**WHAT YOU HAVE TO DO**. Change every "instance" in the lines below to "occurrence", keeping all other text the same, and give the lines again without the pictures.

**EXERCISE INPUTS**.
>>>

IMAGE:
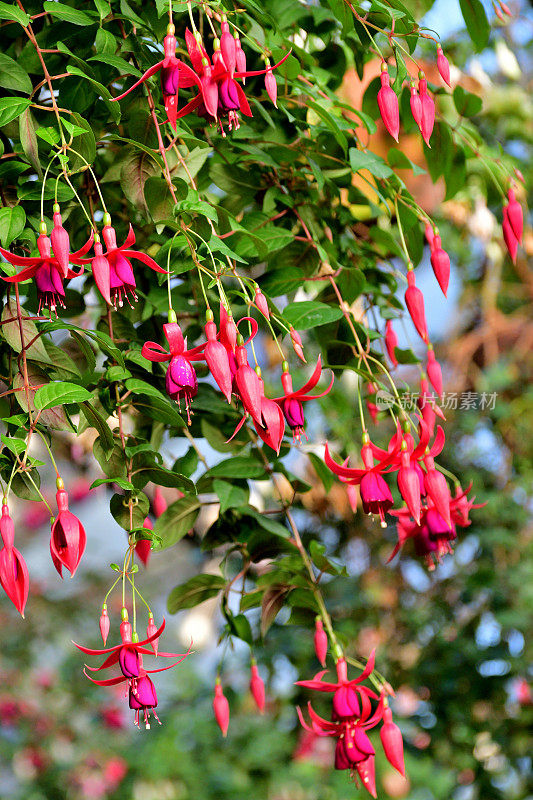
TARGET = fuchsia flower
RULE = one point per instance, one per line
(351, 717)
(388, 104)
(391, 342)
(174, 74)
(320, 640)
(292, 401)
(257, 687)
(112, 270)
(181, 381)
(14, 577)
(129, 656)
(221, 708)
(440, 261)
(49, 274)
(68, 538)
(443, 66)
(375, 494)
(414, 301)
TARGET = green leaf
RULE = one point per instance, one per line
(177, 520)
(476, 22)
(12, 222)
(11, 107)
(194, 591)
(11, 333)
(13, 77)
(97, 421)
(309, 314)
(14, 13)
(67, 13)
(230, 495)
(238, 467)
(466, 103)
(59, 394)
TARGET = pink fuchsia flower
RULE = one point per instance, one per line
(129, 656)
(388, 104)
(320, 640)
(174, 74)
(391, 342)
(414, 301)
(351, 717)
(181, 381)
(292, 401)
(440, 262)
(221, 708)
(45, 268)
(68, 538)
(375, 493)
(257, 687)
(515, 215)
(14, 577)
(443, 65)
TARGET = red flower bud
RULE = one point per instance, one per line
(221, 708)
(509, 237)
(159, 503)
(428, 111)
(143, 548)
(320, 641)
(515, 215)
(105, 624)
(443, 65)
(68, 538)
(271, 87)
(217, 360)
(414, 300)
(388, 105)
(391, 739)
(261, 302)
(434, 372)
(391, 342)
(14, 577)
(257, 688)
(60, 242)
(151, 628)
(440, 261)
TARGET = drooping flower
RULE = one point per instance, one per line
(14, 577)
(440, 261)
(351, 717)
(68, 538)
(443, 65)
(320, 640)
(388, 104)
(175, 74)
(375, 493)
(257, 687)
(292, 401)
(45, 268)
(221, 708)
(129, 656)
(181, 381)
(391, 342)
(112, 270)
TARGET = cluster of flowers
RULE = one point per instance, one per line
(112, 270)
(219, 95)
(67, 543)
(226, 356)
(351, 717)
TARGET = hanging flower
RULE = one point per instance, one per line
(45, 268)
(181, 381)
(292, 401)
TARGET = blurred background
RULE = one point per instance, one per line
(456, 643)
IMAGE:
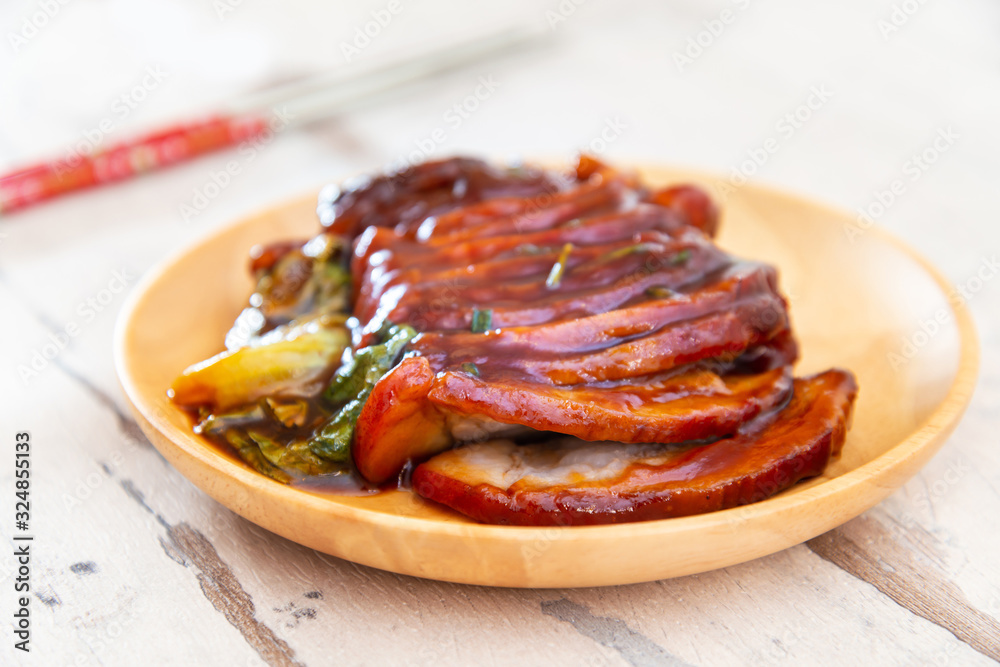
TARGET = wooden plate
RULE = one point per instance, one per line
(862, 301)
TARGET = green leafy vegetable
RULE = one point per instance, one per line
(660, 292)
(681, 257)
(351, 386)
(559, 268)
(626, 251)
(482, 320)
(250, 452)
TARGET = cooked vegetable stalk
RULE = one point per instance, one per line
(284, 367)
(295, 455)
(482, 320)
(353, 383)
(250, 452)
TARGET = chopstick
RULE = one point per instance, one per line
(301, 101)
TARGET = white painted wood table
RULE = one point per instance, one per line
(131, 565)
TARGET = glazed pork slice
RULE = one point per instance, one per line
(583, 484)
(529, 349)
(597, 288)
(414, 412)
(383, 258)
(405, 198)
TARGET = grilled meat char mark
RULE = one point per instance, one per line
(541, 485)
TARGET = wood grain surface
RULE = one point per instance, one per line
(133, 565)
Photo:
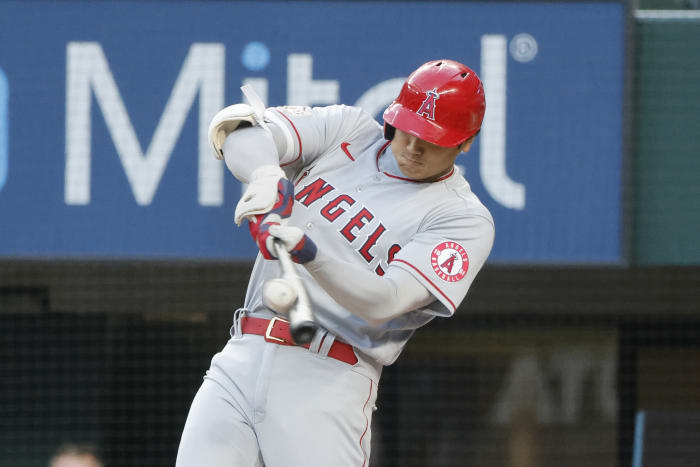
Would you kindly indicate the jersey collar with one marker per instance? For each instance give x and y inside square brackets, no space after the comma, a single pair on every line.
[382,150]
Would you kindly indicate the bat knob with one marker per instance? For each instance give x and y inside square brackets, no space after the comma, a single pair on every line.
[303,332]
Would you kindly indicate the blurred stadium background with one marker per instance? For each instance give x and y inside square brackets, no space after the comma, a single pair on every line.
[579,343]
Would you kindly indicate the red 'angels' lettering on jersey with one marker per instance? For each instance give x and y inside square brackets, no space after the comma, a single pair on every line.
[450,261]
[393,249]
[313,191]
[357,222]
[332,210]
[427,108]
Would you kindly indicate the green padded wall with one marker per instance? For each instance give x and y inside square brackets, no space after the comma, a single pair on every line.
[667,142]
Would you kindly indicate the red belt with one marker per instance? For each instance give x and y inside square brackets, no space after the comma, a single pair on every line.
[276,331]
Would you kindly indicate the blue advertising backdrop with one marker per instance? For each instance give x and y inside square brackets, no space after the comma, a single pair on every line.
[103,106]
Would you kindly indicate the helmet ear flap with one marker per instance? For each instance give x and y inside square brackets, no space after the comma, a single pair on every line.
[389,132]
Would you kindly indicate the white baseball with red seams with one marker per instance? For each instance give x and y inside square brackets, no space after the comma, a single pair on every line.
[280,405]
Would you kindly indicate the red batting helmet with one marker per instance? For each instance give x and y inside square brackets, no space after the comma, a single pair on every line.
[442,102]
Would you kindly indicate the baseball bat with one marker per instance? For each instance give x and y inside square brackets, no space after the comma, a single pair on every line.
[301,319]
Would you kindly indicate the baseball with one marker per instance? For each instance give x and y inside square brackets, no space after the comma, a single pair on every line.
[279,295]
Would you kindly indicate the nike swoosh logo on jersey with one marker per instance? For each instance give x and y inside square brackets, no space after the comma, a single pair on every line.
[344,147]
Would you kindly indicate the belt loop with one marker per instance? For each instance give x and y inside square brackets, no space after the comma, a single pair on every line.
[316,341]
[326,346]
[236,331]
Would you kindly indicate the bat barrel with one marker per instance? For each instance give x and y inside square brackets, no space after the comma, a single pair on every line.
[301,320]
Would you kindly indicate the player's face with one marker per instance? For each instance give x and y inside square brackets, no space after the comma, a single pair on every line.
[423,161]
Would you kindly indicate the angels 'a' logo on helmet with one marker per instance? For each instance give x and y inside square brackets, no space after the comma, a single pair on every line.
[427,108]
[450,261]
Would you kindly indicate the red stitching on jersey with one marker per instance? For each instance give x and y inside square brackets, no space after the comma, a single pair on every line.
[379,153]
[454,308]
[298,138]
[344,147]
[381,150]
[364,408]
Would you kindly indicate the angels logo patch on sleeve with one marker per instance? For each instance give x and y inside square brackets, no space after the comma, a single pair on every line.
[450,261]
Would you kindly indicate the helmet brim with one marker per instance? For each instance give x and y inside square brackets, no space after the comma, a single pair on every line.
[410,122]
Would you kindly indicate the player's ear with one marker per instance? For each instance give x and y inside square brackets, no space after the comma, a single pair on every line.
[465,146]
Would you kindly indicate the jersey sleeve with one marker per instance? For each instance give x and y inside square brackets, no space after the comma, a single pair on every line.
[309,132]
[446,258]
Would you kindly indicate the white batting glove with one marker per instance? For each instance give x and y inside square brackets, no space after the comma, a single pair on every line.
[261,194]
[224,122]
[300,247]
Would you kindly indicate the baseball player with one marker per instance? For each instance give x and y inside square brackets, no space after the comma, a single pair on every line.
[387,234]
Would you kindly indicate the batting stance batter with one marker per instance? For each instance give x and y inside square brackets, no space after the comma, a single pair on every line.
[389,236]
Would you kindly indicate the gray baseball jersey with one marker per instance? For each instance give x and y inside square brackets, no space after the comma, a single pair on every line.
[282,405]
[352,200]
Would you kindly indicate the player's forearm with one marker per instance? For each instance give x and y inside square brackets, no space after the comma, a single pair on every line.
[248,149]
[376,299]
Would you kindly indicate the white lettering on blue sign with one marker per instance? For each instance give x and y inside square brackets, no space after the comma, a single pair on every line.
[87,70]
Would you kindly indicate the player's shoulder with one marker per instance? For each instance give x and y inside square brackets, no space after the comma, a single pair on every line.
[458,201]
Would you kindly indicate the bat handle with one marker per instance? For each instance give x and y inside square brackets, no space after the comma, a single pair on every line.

<<<

**WRITTEN RESPONSE**.
IMAGE:
TARGET = fuchsia flower
RULE = one point per occurrence, one per line
(351, 717)
(388, 104)
(391, 342)
(174, 74)
(320, 640)
(292, 401)
(257, 687)
(112, 270)
(181, 381)
(14, 577)
(129, 656)
(221, 708)
(440, 261)
(49, 274)
(68, 538)
(443, 66)
(375, 494)
(414, 301)
TARGET = green leaf
RULE = one point per occurrence, one per line
(177, 520)
(476, 22)
(12, 222)
(11, 107)
(194, 591)
(11, 333)
(13, 77)
(97, 421)
(309, 314)
(14, 13)
(67, 13)
(230, 495)
(238, 467)
(466, 103)
(59, 394)
TARGET = pink fuchsia flower
RULE = one point per occurrence, one per line
(129, 656)
(388, 104)
(320, 640)
(174, 74)
(391, 342)
(414, 301)
(351, 717)
(181, 381)
(292, 401)
(440, 262)
(221, 708)
(45, 268)
(68, 538)
(375, 493)
(257, 687)
(515, 215)
(14, 577)
(443, 65)
TARGET = red flower bud
RULE = one point per occurrence, one per line
(221, 708)
(509, 237)
(159, 503)
(428, 111)
(143, 548)
(320, 641)
(515, 215)
(105, 624)
(443, 65)
(68, 538)
(271, 87)
(217, 360)
(414, 300)
(388, 105)
(391, 739)
(261, 302)
(434, 372)
(391, 342)
(14, 577)
(257, 688)
(60, 242)
(151, 628)
(440, 261)
TARGET = drooping flower
RULE = one point per occurrence, one per line
(14, 577)
(440, 261)
(351, 717)
(68, 538)
(443, 65)
(320, 640)
(388, 104)
(175, 74)
(375, 493)
(257, 687)
(292, 401)
(45, 268)
(221, 708)
(129, 656)
(181, 381)
(391, 342)
(112, 270)
TARGET = cluster of flowers
RULE = one point per occurrence, one per line
(112, 270)
(219, 95)
(67, 543)
(226, 356)
(351, 717)
TARGET = hanging flower
RULE = one point per occurrence, one per line
(45, 268)
(181, 381)
(292, 401)
TARGET = blurred background
RULE = one point per occurrence, one per line
(456, 643)
IMAGE:
TARGET = wooden plate
RULE = one point per occurrence, one per line
(862, 301)
TARGET = green leafy vegetable
RULE = one point per occurrence, one per line
(660, 292)
(681, 257)
(351, 386)
(559, 268)
(626, 251)
(482, 320)
(250, 452)
TARGET = cooked vegetable stalk
RULE = one point per occurrence, one per line
(284, 367)
(295, 455)
(482, 320)
(353, 383)
(250, 452)
TARGET = chopstick
RULE = one point per occurrence, one per line
(301, 101)
TARGET = white painted wood table
RULE = one point per occurrence, one per line
(131, 565)
TARGET = glazed pork slice
RULE = one point per occurrence, one per line
(583, 484)
(529, 349)
(597, 288)
(414, 412)
(383, 258)
(405, 198)
TARGET = grilled meat char mark
RULE = one point per occurrence, one per line
(541, 485)
TARGET = wood grain surface
RULE = one point per occurrence, one per line
(133, 565)
Photo:
Would you kindly indicate the jersey collar with one marker per occurrence? For each occurrence give x and y inside square brackets, no space after the comma, a single pair on every line.
[382,150]
Would you kindly indicate the bat knob with one marker per occurrence? For each occurrence give x and y inside square brackets, no space after the comma, a single pair on every line.
[303,332]
Would you kindly indicate the blurred stadium background with one marker per occurrence? For each occurrence give x and y inside square brackets, no space after the comma, a single pair on every line.
[579,343]
Would you kindly indicate the red 'angels' lettering on jersey with one marker per occurrence? For each occurrence give x and y inside square brackets, no space after the comma, a single pair on every line.
[450,261]
[393,249]
[313,191]
[357,222]
[332,210]
[427,108]
Would you kindly indicate the green padded wall with one marker per occurrence? For each occurrence give x and y inside square brackets, no space after the comma, a single pair on every line.
[667,142]
Would you kindly indicate the red belt with one marker per occurrence? For each occurrence give x and y inside square brackets, no space after the comma, a single pair on every line.
[276,331]
Would you kindly indicate the blue advertising backdrop with one marker per occurrence? For each occurrence give x and y inside square brackets, no space after the comma, a single pair on every line.
[103,106]
Would you kindly indicate the helmet ear flap with one marker per occurrence? For each occurrence give x and y inside square brackets, no space after the comma, a single pair on every line.
[389,132]
Would you kindly indicate the white baseball with red seams with one marker per occurrence? For each occurrence give x and y inside square brackets, no space after the comma, a single pair on every line.
[280,405]
Would you kindly indicate the red batting helmet with one marker per occurrence? For each occurrence give x and y inside square brackets, no space after the comma, a single pair on every line.
[442,102]
Would you kindly indicate the baseball bat with one marker per occurrence? For each occurrence give x and y inside square brackets, no space after the comma, a single pair on every line.
[301,319]
Would you kindly indicate the baseball with one marker per occurrence? For each occurrence give x and y inside square brackets, no space after the comma, a single pair on every line.
[279,295]
Would you kindly indicate the nike swoosh logo on jersey with one marker per occurrence? For each occurrence give x and y inside square brackets, no space after the comma, a single pair on every line.
[344,147]
Would you kindly indicate the belt loop with one marker per occurrence? For each occurrence give x and y inside square brackets, no space after the comma, a single pair on every line.
[316,341]
[326,346]
[236,331]
Would you kindly indicate the bat barrel with one marker per occurrence? For each occurrence give x and y inside square brackets, no space after the comma, a single pair on every line.
[301,320]
Would you kindly indicate the player's face with one marker per occurrence? For each occurrence give x and y inside square brackets, no space after the comma, a single pair on every line.
[423,161]
Would you kindly indicate the angels 'a' logo on helmet with one marker per occurrence? For each occurrence give x and y inside square brackets, no space after the comma, a single pair on every line.
[427,108]
[450,261]
Would you kindly indicate the red stitching on jersey with one marker per occurrence? For each occurrence give x and y inside square brackets, no space after the comma, a single pair on every line.
[379,153]
[454,308]
[298,138]
[344,147]
[381,150]
[364,408]
Would you kindly indicate the angels logo patch on sleeve with one marker per occurrence? For each occurrence give x and y inside square brackets, no space after the comma, a single pair on every line.
[450,261]
Would you kindly indicate the helmet brim with one marker per occurrence? For each occurrence give x and y inside square brackets, no space after the comma, a single pair on every line.
[410,122]
Would you kindly indicate the player's ear with one marker per occurrence? For each occurrence give x and y inside square brackets, no space after the comma, a single pair on every line.
[465,146]
Would you kindly indicate the jersey sleeve with one marker per occurrence? For each occurrence give x and y inside square brackets, no space after the comma, a single pair on every line.
[309,132]
[446,258]
Would you kindly indicate the white batting glove with one marker per occurrence? For each occurrence give x and y inside square brackets, no space after the comma, a single pair on every line.
[261,194]
[224,122]
[300,247]
Would you kindly indicate the baseball player with one marker per occurrence? For each occurrence give x and y inside square brackets, no space after the comma, a single pair on every line.
[387,234]
Would you kindly indicate the batting stance batter with one marker per occurrence? For each occurrence give x and y inside square brackets, no space after the comma, a single pair on every line.
[389,236]
Would you kindly indicate the gray baseball jersey with one marker per occurrence? For each occurrence give x and y inside square brackets, no space after the comma, a single pair on every line.
[282,405]
[352,200]
Would you kindly indicate the player's forearm with one marker per occurrence? For each occurrence give x and y inside square brackets, no space after the comma, a single pair on every line.
[248,149]
[376,299]
Would you kindly indicate the white lettering on blue sign with one marker per occurrence? For each occurrence give x and y inside square brackets, no space after the comma, a single pair on every line.
[87,70]
Would you kindly indicate the player's shoulder with one marker per occurrence? For each occurrence give x and y inside square brackets, no space after the comma, a single pair on every line.
[458,201]
Would you kindly indicate the bat handle with one marker per occurrence? For each occurrence give x and y inside square brackets, no space after the comma, a single pair on every line.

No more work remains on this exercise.